• _PAGE_:
•••
As all businesses recognise, it’s vital to adapt to survive, particularly when it comes to technology. Board-level thinking recognises the value of collaborative tools to connect organisations with global customers, suppliers and business partners, and that they will be necessary to survive this recession. 
 
According to recent research from Gartner, over a third of large enterprises will have deployed social software suites to all of their employees by 2012. However on the flip side, Gartner warned that barriers still exist for full-scale adoption of social software technologies, because many firms are unsure about the business benefits and fear losing control over their people and content.
 

A new era

 
So what are these fears founded on? Losing control of intellectual property or customer sensitive data? Falling employee productivity? New security threats or dangerous malware infiltrating an enterprise? Creating compliance concerns where social networking communications can’t be audited? All of these concerns are valid and are now being addressed by a new era of web security that focuses on enablement and confidently opening up to this always-on world of collaboration, while minimizing worries about data, people or communications being comprised.
•••
• _DATA SHOWN_:
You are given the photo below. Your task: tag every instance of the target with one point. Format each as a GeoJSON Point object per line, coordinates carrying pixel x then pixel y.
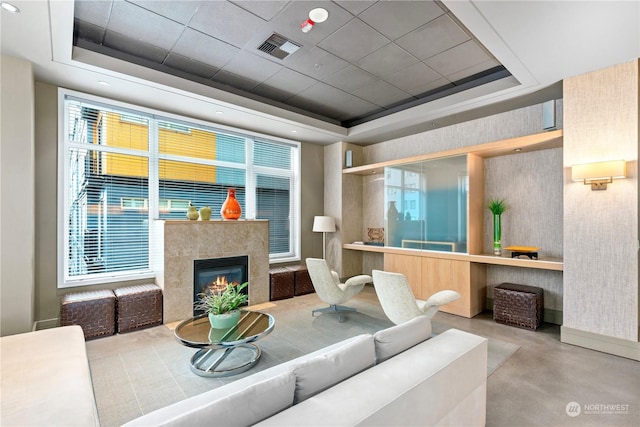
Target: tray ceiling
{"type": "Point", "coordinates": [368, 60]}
•••
• _INSTRUCTIONS_:
(A) Translate this sentence from the passage on social software into Spanish: "According to recent research from Gartner, over a third of large enterprises will have deployed social software suites to all of their employees by 2012."
(B) Echo everything in the passage on social software from "According to recent" down to "people and content.", word for word.

• _WORKED SOLUTIONS_:
(A) Según una investigación reciente de Gartner, más de un tercio de las grandes empresas habrán implementado suites de software social para todos sus empleados en 2012.

(B)
According to recent research from Gartner, over a third of large enterprises will have deployed social software suites to all of their employees by 2012. However on the flip side, Gartner warned that barriers still exist for full-scale adoption of social software technologies, because many firms are unsure about the business benefits and fear losing control over their people and content.